TÂCHES À RÉALISER:
- a) Dans le texte sur la visite du rucher, recopiez tout ce qui va de « Dites donc ça » jusqu’à « dans le rucher. ».
- b) Prolongez le texte sur la visite du rucher à partir de sa dernière phrase.

Petit tour rapide du propriétaire, de suite je remarque deux ruches fermées. Tiens, pourquoi sont-elles fermées ? On fait de la transhumance sur du tournesol. Sympa ! Savez-vous à partir de quelle distance vous devez désorienter vos ruches avant de les ouvrir ? Euh… pas trop non ? Nous n’avons jamais rencontré de problème ! Très attentifs, nos deux apiculteurs apprennent qu’une abeille revient toujours à l’emplacement originel de sa ruche si celle-ci a été déplacée à moins de 3 km. Et comment fait-on si on souhaite déplacer une ruche au sein même de notre rucher ? Il convient de la désorienter par un passage à la cave durant deux jours. Nos petites abeilles devront alors réinitialiser leur GPS pour retrouver leur maison, vous verrez se former devant la ruche un petit nuage d’abeilles qui formeront des cercles concentriques pour apprendre à géolocaliser leur maison.
Un état sanitaire irréprochable
Bon on ouvre ?
Geoffrey s’exécute et je découvre de belles abeilles noires, calmes, douces, sur des cadres qui sont quasiment neufs. Quel bel habitat vous donnez à vos abeilles ! Vous changez souvent vos cires, cela se voit et c’est une bonne pratique. Non seulement vous évitez l’essaimage (le départ d’un essaim suite à un manque de place dans le corps de ruche) mais vous entretenez des abeilles saines physiquement (le non changement de cire réduit la taille des alvéoles du couvain, les larves d’abeilles ont donc moins de place et les « bébés » qui naissent sont plus petits) et sanitairement (les produits chimiques utilisés par les agriculteurs sont liposolubles, c’est-à-dire solubles dans les huiles, donc dans la cire, changer régulièrement les cires équivaut à éliminer de la ruche tous ces toxiques pouvant être rapportés par les abeilles).
Dites donc ça fait déjà pas mal de bons points !
Alors maintenant on passe à l’auscultation sanitaire. Pas de mauvaise odeur, de suite la question « tu recherches quoi dans l’odeur ? » soit la vieille godasse (loque américaine, c’est très grave et il faut éliminer la colonie pour éviter toute contagion), soit le vinaigre (loque européenne, c’est moins grave mais il faut soigner). Rien de tout cela dans le rucher.
Tiens, c’est une vieille reine ! Et pourquoi ? Le couvain est parsemé, une jeune reine produit un couvain très serré. Pas d’aile déformée, signe de présence d’un virus apporté par varroa, bonne vitalité, il y a des réserves, cette ruche va bien.
Et nous ne traitons pas ! Et alors ? Ce n’est pas une obligation ! Par-contre, il faut être conscient que Varroa est partout, regarde cette abeille en a un collé sur son thorax ! Certaines espèces d’abeilles savent vivre avec, jusqu’à un certain taux dans la ruche. Généralement, une colonie qui n’est pas traitée se porte bien durant trois ans, la quatrième année, arrivent les problèmes. Vous changez les cires, donc vous favorisez aussi l’élimination des varroas. Continuez ainsi tant que ça marche ! Je vous expliquerai comment mesurer le taux de varroas dans une ruche afin que vous ne soyez pas pris au dépourvu.

ENREGISTREMENTS FOURNIS:
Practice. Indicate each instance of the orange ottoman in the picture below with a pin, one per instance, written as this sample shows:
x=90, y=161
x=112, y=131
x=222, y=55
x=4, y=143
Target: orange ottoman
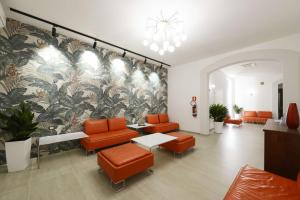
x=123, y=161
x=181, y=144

...

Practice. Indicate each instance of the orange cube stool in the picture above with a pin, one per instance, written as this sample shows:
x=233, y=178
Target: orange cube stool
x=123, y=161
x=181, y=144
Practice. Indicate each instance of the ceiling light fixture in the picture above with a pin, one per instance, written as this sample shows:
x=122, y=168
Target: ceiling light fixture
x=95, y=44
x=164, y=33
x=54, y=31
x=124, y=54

RÉSULTATS ORDONNÉS:
- a)
Dites donc ça fait déjà pas mal de bons points !
Alors maintenant on passe à l’auscultation sanitaire. Pas de mauvaise odeur, de suite la question « tu recherches quoi dans l’odeur ? » soit la vieille godasse (loque américaine, c’est très grave et il faut éliminer la colonie pour éviter toute contagion), soit le vinaigre (loque européenne, c’est moins grave mais il faut soigner). Rien de tout cela dans le rucher.

- b)
On va passer aux ruches qui ne vont pas bien si vous voulez ? Ah bon, tu en as vu ? Oui quelques-unes !
Et je leur montre quelques ruches qui me paraissent faibles. Ah celles-là, oui, elles n’ont pas reméré (elles n’ont pas réussi à changer leur reine). Et comment tu vois ça sans ouvrir la ruche ? Simplement en regardant le trou d’envol. Vous avez un bon niveau en apiculture, passez à la vitesse supérieure en termes de lecture. Un bon bouquin, Herman Storch, au trou d’envol, un scientifique qui a consacré 10 ans de sa vie à observer ce qui se passe à l’extérieur de la ruche, pour expliquer ce qui se passe à l’intérieur.
Nos deux jeunes apiculteurs ont les bonnes pratiques, le rucher est entretenu, ils aiment les abeilles et leurs donnent le meilleur d’eux-mêmes, mais ils peuvent encore progresser. On peut et on doit toujours progresser.
La visite se poursuit dans la confiance et le parfait échange, j’avoue qu’ils m’ont poussé dans mes retranchements en matière de savoir-faire tant ils sont friands de trucs et astuces pour le bien-être de leurs abeilles. Tiens, pas bien non plus celle-là et notre discussion nous fait oublier de visiter cette ruche.
Visite sanitaire concluante
Retour à la maison pour le rapport de visite qui atteste de la bonne connaissance des pratiques apicoles et d’un rucher en parfait état et sans traitement ! À surveiller quand même, la présence de varroa pour ne pas vous faire surprendre. On l’a tous en plus ou moins grande quantité.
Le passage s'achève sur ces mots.